===== Source data

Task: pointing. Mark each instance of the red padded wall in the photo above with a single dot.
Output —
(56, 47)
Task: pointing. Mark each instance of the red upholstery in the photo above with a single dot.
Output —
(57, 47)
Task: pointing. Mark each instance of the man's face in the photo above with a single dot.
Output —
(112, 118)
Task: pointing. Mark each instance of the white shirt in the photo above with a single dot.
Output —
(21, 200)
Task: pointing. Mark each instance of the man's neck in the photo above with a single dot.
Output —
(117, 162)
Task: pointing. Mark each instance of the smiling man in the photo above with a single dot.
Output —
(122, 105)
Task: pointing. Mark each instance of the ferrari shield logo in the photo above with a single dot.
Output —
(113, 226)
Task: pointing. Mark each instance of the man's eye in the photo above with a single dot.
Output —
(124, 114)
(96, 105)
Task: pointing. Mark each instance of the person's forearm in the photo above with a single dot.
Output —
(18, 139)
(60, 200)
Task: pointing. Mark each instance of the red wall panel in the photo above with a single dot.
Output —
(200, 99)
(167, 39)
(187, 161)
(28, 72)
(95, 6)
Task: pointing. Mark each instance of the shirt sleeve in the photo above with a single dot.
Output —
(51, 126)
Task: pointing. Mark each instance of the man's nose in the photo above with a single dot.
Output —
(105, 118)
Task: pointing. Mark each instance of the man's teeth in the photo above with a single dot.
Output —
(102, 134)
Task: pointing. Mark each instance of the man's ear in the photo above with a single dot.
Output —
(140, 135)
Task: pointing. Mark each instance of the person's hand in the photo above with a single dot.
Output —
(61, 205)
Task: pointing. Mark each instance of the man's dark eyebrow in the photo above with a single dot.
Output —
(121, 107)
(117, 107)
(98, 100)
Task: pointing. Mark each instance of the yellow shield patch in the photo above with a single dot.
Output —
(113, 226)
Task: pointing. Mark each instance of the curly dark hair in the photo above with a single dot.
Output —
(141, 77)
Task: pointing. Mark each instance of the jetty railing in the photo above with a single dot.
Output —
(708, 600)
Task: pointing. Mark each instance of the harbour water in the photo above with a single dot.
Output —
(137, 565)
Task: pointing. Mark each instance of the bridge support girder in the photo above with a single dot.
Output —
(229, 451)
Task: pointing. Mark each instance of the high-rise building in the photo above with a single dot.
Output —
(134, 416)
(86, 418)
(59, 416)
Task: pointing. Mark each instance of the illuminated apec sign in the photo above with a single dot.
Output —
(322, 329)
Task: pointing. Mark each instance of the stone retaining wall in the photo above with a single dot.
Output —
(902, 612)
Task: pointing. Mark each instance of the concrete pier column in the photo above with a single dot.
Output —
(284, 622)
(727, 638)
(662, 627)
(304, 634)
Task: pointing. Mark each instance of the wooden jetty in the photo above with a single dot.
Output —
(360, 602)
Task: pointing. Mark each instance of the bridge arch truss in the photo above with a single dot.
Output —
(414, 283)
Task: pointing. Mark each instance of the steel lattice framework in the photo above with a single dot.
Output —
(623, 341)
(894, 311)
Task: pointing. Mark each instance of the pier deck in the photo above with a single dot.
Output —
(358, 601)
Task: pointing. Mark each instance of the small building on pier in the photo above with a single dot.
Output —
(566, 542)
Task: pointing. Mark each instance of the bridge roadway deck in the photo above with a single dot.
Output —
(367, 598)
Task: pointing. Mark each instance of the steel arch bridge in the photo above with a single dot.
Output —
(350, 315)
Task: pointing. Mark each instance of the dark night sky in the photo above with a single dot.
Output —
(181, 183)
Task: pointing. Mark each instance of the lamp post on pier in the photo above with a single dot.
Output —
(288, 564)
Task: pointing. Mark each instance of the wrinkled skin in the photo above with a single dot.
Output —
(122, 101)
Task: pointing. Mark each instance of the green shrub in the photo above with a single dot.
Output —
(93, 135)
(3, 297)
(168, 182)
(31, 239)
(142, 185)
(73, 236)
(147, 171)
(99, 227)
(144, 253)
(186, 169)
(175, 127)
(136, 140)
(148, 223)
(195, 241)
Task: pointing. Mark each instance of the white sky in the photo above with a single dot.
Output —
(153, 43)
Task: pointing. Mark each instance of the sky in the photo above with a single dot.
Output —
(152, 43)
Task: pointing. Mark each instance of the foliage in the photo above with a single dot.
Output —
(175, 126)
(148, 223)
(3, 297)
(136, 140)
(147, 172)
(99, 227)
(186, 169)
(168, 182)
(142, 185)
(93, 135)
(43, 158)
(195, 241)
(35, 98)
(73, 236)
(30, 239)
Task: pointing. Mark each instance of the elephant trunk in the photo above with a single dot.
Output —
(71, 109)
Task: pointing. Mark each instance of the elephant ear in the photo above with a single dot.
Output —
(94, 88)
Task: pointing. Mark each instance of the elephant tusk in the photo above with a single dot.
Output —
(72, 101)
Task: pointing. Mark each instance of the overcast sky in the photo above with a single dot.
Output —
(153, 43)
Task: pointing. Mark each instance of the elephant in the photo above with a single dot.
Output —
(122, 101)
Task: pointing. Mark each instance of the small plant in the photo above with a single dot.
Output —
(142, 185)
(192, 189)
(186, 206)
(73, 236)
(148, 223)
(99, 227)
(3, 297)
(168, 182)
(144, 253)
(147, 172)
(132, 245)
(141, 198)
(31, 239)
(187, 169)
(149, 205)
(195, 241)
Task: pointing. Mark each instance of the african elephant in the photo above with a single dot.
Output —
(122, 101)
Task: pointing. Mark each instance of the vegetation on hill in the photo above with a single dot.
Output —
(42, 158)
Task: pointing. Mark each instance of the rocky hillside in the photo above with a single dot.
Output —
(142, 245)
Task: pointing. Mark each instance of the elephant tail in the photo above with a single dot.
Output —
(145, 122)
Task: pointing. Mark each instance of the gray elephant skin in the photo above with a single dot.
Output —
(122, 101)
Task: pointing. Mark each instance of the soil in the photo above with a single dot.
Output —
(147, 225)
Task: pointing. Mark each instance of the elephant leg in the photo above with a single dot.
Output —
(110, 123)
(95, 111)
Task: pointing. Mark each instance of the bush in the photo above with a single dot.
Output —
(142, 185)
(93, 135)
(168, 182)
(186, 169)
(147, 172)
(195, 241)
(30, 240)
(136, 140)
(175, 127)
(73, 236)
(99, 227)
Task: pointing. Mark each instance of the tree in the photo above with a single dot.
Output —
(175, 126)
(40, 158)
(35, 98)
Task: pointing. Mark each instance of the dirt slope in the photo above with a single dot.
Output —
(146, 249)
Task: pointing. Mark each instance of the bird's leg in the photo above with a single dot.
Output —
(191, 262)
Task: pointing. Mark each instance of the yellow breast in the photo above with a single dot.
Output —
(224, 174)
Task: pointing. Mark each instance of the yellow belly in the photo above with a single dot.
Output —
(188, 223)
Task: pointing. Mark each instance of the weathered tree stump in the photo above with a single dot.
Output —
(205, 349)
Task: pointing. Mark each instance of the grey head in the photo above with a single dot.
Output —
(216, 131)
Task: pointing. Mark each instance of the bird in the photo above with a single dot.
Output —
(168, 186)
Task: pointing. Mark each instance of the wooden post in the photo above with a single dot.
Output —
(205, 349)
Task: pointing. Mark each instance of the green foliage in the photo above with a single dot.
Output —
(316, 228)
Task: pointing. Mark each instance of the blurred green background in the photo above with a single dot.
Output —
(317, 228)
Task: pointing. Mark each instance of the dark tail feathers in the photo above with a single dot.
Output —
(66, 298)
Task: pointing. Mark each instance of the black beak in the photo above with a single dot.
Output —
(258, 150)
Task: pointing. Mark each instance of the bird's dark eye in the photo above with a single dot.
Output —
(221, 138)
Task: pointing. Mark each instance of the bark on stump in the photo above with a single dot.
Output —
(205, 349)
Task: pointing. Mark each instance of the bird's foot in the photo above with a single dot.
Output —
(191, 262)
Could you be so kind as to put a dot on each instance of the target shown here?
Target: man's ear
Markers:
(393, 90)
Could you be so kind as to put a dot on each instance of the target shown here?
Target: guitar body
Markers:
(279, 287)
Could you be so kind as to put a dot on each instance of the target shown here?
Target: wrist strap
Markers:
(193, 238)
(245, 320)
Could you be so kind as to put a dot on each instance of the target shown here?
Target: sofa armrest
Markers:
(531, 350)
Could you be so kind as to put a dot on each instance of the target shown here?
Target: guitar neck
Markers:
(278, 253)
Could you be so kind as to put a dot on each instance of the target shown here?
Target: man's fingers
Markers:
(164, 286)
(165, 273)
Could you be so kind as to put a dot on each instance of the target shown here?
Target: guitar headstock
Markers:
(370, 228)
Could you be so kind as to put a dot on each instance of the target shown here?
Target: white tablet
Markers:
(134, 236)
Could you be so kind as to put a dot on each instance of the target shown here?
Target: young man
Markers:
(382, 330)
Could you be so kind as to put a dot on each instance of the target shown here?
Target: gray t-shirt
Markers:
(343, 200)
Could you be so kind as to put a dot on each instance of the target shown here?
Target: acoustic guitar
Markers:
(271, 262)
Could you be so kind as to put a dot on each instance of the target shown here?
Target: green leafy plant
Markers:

==========

What the task asks:
Your answer should be every line above that contains the word "small".

Answer box:
Task: pointing. Mark each instance of the small building on pier in the photo above with a single dot.
Task: pointing. Mark each instance of the small plant in the photo above with a single dot.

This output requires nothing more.